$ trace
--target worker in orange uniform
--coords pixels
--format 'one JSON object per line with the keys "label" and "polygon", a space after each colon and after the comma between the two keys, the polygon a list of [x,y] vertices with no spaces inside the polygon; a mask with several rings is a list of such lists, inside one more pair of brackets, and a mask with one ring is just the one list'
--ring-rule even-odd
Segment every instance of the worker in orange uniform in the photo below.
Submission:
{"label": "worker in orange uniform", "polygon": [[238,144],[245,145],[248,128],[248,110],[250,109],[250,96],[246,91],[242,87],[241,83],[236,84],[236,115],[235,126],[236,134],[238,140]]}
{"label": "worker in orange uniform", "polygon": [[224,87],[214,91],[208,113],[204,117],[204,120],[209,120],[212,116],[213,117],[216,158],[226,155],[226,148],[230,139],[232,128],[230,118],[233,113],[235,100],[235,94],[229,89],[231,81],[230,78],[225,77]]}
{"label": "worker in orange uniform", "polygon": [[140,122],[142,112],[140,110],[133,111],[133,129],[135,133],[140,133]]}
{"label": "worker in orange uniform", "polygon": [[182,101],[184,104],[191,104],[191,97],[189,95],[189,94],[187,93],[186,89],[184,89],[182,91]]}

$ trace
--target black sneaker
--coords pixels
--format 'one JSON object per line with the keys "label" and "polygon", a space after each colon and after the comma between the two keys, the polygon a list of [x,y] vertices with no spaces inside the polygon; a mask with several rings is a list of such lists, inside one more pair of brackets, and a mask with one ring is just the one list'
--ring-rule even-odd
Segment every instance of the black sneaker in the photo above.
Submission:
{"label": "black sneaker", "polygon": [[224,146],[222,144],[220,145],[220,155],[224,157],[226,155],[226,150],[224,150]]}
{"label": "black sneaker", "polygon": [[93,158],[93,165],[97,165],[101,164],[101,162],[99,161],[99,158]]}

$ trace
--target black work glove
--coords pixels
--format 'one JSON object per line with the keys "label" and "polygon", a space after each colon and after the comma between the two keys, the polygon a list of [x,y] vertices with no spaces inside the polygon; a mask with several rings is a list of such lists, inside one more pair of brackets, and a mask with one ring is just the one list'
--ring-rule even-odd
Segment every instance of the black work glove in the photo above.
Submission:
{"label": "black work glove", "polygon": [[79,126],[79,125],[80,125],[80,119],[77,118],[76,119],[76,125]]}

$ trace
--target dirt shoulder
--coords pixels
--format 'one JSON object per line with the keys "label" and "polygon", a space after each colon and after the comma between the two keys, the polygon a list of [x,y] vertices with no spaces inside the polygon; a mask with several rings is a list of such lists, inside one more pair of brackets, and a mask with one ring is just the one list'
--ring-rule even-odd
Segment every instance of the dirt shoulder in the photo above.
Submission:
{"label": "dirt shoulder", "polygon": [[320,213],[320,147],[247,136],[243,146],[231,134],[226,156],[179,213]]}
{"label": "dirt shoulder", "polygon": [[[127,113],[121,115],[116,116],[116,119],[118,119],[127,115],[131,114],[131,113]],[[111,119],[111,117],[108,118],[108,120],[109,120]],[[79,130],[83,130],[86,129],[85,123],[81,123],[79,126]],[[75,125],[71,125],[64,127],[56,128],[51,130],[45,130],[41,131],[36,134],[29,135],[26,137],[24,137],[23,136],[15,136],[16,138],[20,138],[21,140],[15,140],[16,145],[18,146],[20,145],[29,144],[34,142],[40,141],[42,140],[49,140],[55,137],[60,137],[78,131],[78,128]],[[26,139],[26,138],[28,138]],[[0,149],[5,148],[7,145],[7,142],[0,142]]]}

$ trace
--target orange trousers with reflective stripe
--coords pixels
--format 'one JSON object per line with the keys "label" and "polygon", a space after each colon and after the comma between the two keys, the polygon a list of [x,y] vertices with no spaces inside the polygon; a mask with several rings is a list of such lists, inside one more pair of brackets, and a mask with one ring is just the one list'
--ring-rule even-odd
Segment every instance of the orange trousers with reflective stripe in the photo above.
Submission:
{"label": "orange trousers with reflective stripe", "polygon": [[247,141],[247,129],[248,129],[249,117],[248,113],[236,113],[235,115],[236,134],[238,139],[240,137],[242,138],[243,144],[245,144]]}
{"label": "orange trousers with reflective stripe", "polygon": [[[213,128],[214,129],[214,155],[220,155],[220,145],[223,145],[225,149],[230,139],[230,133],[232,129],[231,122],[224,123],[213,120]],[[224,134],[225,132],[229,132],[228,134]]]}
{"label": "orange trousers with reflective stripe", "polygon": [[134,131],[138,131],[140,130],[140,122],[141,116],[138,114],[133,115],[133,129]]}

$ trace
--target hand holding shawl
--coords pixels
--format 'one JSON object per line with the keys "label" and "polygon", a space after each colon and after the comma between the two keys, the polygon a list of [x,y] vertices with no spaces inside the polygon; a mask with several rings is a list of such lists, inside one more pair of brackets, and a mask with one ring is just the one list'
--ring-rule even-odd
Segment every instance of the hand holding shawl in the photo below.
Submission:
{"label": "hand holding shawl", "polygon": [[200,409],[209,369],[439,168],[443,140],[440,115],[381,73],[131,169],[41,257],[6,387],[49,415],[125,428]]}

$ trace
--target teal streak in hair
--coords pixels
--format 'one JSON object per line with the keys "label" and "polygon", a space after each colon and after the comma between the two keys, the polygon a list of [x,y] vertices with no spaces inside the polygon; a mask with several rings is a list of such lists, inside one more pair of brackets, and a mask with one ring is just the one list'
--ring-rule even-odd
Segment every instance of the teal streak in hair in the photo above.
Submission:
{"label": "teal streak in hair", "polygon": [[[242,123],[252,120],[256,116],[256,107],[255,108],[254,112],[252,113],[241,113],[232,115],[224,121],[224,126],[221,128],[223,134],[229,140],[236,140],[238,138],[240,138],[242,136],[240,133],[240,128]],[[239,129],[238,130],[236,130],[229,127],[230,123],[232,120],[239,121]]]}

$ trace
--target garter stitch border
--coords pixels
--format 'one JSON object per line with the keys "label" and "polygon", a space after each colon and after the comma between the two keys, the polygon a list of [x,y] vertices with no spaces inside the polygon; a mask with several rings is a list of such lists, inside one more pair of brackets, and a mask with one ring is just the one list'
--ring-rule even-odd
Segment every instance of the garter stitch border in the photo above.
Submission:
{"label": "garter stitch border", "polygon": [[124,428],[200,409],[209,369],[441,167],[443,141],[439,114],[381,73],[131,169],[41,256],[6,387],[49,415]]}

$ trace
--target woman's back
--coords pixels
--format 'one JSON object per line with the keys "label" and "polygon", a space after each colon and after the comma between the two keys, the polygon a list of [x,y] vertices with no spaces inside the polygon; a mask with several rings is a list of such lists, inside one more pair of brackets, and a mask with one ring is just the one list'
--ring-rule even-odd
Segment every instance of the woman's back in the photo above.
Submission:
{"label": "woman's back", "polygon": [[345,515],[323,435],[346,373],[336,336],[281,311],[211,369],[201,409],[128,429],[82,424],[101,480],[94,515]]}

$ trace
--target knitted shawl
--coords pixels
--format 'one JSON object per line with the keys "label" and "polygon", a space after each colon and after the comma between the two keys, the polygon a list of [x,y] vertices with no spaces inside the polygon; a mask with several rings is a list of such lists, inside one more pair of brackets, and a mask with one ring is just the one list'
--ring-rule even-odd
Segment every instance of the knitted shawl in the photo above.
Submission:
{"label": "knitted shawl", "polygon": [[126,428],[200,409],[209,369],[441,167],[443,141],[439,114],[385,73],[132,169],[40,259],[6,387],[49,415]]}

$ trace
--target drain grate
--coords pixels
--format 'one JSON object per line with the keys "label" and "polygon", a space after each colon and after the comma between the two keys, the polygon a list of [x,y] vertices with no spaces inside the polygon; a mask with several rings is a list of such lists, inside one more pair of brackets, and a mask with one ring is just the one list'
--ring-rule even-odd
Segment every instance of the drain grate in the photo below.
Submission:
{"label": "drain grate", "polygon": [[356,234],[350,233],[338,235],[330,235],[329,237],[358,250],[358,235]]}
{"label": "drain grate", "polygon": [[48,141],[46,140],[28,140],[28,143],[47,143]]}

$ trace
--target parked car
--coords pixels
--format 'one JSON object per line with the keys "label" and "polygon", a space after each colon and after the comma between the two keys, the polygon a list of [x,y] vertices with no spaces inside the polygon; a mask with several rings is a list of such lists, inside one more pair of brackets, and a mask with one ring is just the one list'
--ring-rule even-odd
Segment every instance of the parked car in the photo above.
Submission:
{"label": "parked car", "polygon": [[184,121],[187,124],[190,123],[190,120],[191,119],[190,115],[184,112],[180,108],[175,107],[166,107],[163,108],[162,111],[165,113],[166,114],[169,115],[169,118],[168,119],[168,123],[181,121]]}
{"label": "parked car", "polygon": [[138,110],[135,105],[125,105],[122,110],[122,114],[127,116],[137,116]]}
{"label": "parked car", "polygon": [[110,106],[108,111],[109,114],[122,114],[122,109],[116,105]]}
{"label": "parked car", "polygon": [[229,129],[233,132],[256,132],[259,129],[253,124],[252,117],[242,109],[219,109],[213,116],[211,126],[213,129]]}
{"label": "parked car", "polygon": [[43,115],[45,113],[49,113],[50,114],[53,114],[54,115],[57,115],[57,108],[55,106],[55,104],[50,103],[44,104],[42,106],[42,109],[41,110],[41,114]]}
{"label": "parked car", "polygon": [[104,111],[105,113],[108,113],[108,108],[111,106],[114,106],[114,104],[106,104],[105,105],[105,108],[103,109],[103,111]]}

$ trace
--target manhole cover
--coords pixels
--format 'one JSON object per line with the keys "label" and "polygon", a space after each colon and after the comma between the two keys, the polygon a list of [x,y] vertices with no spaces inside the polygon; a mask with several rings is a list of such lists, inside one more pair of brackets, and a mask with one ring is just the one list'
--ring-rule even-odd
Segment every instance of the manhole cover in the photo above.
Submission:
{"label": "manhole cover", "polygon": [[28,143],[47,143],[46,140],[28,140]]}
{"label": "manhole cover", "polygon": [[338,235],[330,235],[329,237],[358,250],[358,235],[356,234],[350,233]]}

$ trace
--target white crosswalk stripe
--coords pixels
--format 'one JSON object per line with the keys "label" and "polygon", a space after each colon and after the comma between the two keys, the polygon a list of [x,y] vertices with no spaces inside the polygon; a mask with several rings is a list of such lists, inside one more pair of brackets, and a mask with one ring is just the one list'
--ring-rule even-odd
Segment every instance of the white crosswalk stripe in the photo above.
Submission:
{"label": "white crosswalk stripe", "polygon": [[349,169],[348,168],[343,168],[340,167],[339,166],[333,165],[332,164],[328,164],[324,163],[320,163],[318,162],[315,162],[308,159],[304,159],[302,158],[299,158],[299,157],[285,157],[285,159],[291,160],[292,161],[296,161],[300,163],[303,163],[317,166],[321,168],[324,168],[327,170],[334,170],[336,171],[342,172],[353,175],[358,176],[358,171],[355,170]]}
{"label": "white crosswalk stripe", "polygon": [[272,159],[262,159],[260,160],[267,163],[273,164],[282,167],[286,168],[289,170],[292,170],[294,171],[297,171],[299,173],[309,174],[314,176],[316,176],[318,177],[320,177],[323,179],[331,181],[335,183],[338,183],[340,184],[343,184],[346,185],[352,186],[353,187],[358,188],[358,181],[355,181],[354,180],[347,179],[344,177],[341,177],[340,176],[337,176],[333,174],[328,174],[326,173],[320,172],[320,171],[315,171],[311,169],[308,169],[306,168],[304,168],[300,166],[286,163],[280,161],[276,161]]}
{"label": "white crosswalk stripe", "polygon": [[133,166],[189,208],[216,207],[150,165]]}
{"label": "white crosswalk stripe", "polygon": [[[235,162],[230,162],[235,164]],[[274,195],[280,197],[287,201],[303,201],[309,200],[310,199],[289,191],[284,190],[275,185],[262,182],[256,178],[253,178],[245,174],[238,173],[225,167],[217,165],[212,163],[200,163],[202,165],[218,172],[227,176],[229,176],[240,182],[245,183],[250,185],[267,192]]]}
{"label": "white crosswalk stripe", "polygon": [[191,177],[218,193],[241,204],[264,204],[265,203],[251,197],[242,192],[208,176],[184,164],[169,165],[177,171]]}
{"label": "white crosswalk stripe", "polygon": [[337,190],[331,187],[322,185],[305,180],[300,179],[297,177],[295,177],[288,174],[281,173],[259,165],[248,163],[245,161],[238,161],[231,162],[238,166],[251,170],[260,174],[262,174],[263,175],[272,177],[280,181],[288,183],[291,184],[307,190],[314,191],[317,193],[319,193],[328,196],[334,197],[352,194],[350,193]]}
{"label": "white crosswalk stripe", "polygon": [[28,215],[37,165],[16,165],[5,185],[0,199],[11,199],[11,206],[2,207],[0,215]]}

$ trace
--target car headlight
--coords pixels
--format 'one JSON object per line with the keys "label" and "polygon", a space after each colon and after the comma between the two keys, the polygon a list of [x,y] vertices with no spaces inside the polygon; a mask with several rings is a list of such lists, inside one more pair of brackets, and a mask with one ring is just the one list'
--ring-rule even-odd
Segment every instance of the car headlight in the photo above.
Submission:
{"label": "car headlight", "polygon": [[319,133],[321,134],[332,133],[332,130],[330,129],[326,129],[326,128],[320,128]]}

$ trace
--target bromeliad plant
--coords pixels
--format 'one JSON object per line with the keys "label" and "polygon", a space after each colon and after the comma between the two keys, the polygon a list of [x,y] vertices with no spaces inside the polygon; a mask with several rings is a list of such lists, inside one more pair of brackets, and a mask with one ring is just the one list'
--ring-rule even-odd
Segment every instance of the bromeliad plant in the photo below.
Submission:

_ _ _ _ _ _ _

> **Objective**
Count the lines in the data above that contain the string "holding", treating uppercase and lowercase letters as distinct. Give only the number.

> **Answer in full**
3